Passage shown
Jordana Narin is a college sophomore. Her youth and
inexperience notwithstanding, she has written any impressive essay for
the New York Times.
Aptly published in the Modern Love series, Narin’s essay
shows what happens when young people live their lives as though they are living
in a philosopher’s fiction.
It’s about the wages of ideology, when ideology defines your
life plan.
In her essay Narin recounts and analyzes her attempts to make
sense of a relationship that isn’t really a relationship.
What happens to two young people when they go bump in the
night, have feelings for each other, spend quality time with each other, dream about each other but
refuse to pin a label on their relationship?
They are not boyfriend and girlfriend; they are not fiancés;
they are not husband and wife; they are not even master and mistress, lover and
concubine.
Narin calls the man in her life “my Jeremy” and explains that
many college students have forged similar non-relationships.

What this task involves
Extract the full commentary on Jordana Narin's Modern Love essay word for word. The rows that follow were taken from a separate source.

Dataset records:
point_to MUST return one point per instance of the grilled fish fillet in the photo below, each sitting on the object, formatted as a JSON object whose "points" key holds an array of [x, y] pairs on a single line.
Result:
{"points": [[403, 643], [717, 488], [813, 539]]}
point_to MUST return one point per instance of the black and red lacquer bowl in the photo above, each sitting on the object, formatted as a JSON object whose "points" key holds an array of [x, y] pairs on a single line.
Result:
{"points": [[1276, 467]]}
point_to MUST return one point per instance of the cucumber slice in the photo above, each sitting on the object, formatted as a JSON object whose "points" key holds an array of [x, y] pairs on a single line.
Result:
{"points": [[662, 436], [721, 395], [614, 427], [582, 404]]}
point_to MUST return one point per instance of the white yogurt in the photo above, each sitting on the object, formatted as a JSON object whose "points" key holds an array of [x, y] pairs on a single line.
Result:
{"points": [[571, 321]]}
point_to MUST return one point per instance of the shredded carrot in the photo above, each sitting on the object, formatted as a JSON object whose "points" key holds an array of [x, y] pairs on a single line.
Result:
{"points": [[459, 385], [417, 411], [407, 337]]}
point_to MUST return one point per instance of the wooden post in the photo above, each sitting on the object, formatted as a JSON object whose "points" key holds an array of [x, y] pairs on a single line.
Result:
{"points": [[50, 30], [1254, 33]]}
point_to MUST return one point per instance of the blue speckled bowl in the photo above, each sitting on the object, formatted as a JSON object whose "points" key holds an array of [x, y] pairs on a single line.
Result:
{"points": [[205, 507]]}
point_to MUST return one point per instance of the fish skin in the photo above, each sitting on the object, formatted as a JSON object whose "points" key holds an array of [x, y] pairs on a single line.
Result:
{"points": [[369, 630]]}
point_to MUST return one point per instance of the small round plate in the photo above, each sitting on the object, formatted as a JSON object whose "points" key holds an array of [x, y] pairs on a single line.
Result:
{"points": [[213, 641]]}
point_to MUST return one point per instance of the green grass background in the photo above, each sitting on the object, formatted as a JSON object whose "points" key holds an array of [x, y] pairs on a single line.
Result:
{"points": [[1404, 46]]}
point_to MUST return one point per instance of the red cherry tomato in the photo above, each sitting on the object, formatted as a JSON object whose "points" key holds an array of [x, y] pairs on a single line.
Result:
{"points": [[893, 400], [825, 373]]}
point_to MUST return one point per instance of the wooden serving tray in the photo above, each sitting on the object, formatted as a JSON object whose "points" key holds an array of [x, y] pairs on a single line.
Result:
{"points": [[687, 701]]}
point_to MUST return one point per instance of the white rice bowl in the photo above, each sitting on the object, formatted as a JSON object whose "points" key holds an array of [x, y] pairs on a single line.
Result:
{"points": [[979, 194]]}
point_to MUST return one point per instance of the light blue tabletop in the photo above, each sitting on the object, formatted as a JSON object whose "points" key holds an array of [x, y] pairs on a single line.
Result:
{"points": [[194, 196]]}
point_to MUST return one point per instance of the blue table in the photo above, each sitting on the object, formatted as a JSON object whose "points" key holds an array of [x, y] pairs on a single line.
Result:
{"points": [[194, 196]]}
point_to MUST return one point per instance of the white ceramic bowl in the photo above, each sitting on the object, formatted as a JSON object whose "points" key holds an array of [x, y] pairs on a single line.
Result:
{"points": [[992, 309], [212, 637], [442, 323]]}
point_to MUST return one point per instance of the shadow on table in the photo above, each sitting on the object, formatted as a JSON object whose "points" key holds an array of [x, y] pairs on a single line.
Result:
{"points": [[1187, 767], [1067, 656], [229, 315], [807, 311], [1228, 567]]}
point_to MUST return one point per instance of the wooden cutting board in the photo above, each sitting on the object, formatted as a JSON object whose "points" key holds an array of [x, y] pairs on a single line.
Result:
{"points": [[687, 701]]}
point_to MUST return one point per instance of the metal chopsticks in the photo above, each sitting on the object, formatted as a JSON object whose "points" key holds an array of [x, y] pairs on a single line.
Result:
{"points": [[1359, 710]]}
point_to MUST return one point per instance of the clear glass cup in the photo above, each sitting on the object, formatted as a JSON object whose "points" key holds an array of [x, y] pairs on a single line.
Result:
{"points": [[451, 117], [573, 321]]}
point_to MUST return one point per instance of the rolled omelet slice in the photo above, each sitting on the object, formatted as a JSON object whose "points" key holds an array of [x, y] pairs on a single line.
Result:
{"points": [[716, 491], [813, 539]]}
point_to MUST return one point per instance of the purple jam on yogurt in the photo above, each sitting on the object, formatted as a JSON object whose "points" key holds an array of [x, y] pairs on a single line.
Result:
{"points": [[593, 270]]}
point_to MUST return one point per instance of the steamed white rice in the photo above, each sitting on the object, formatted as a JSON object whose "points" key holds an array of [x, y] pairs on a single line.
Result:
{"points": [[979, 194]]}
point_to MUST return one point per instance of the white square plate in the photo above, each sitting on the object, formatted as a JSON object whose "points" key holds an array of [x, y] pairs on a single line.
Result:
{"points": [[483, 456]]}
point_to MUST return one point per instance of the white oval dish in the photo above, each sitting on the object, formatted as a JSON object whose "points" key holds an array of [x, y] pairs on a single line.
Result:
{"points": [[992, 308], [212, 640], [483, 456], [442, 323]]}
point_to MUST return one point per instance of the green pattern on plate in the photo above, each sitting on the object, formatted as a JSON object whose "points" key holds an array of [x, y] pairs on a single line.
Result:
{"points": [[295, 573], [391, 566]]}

Solved problem
Jordana Narin is a college sophomore. Her youth and
inexperience notwithstanding, she has written any impressive essay for
the New York Times.
Aptly published in the Modern Love series, Narin’s essay
shows what happens when young people live their lives as though they are living
in a philosopher’s fiction.
It’s about the wages of ideology, when ideology defines your
life plan.
In her essay Narin recounts and analyzes her attempts to make
sense of a relationship that isn’t really a relationship.
What happens to two young people when they go bump in the
night, have feelings for each other, spend quality time with each other, dream about each other but
refuse to pin a label on their relationship?
They are not boyfriend and girlfriend; they are not fiancés;
they are not husband and wife; they are not even master and mistress, lover and
concubine.
Narin calls the man in her life “my Jeremy” and explains that
many college students have forged similar non-relationships.